What to produce
Could you return, exactly as written, only the lines from the one holding "In the photograph above, where can the blurred" through the final line of the records below?

[Data extracted from a collection]
-.-.-
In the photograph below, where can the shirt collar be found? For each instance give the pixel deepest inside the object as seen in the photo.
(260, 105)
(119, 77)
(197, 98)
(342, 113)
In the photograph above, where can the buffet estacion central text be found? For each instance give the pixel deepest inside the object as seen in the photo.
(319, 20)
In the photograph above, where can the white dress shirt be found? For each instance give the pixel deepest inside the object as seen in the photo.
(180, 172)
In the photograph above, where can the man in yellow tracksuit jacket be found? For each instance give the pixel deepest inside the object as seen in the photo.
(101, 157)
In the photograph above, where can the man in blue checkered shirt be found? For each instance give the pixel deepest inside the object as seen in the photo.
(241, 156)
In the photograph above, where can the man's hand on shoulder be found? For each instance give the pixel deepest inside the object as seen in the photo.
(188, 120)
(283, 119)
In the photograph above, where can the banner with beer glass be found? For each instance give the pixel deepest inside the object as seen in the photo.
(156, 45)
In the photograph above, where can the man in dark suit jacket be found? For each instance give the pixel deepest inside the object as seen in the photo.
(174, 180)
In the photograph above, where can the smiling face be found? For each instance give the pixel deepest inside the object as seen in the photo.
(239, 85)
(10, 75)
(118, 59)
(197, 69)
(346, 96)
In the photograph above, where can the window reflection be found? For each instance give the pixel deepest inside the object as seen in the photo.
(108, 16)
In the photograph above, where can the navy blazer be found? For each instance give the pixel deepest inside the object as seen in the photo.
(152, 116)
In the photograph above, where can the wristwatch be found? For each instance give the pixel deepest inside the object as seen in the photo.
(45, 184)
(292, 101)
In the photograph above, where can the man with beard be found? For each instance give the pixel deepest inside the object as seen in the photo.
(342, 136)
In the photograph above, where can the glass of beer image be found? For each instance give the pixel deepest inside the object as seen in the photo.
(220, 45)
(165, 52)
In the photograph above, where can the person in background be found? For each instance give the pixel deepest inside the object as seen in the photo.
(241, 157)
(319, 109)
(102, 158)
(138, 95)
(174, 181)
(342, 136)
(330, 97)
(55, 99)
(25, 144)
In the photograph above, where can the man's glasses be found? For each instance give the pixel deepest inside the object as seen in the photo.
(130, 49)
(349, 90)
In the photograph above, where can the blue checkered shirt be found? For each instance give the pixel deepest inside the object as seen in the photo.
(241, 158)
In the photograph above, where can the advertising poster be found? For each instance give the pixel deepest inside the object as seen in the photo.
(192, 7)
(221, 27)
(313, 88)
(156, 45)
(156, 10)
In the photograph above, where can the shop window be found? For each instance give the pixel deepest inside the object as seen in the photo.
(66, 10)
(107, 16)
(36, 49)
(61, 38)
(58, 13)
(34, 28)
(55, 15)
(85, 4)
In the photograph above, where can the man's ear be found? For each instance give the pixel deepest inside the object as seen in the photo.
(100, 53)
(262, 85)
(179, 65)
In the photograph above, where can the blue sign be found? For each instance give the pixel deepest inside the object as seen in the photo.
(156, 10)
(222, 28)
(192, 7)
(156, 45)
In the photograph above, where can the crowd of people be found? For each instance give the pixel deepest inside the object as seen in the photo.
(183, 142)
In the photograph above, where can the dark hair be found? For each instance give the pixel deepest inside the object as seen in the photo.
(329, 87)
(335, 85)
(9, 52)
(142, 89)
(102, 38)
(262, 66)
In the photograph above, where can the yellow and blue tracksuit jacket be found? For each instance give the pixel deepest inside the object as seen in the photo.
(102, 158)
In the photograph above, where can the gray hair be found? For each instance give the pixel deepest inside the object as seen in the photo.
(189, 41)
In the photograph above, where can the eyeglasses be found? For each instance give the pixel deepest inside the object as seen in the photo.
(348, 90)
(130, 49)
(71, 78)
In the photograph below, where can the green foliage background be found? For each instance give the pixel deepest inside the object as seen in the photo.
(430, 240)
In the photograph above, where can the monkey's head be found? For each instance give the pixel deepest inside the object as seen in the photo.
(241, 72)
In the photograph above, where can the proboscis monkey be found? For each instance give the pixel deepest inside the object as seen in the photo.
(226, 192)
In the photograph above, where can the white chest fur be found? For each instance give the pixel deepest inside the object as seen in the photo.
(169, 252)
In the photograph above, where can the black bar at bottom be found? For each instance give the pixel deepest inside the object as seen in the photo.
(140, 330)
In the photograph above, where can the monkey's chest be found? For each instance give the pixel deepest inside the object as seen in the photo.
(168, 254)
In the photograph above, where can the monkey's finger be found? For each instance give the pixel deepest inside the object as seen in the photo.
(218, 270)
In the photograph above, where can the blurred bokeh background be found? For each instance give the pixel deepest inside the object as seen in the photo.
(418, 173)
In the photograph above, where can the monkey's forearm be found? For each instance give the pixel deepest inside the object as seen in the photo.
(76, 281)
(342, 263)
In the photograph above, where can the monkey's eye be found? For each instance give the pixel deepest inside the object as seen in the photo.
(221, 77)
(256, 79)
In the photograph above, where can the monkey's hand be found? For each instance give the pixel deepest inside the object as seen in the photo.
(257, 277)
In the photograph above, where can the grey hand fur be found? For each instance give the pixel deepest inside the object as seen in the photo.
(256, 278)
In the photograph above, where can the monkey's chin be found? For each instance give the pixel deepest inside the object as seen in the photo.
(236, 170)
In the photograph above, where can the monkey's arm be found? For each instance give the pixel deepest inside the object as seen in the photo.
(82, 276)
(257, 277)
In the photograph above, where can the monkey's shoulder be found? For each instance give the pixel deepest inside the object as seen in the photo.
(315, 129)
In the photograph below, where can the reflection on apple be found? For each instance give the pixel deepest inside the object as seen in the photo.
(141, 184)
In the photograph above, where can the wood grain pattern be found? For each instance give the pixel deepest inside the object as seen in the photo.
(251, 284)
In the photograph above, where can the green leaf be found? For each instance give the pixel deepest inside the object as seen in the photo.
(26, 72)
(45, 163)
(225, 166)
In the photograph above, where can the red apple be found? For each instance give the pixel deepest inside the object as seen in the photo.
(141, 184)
-.-.-
Exercise answer
In the photograph above, where can the blurred bokeh background be found? For each instance give the pixel deepest inside the object as seen in the photo.
(418, 173)
In the photograph above, where can the monkey's forearm be found? For each instance give the pixel deepest inside the object as seen in the photo.
(76, 281)
(342, 263)
In the photograph above, where can the monkey's eye be found? For each instance give the pixel deepest inside the object as seen in the photo.
(221, 77)
(256, 79)
In the photograph above, where can the monkey's hand be found? For each instance give the pixel deepest inside the object as seen in the photo.
(257, 277)
In the photograph above, where can the grey hand fur be found? For each instance give the pixel deepest inside the object as seen in the photo.
(256, 278)
In the photograph above, where can the monkey's chin be found? For each instance give the pixel deepest inside the object as seen in the photo.
(236, 170)
In the photograph above, where can the monkey's arm be found? For each instance give the pixel deepest inside the object as seen in the photo.
(82, 276)
(257, 277)
In the photograph above, where can the monkey's shoulder be found? For each instance give the pixel deepest inside the object as seen in the photo.
(315, 129)
In the photograph below, where can the reflection on apple be found? For each instance give the pixel deepest inside the object as seen in the photo.
(141, 184)
In the photograph above, where can the wood grain pattern be found? For each instance give the pixel deepest inside the object as seen in the photo.
(251, 284)
In the photograph above, where can the green leaf be found? For each instance give the pixel deepest inside the object as seen in the photo.
(26, 72)
(45, 163)
(225, 166)
In the photograph above, where can the red apple be found? For each instance give the pixel deepest inside the object as seen in the photo.
(141, 184)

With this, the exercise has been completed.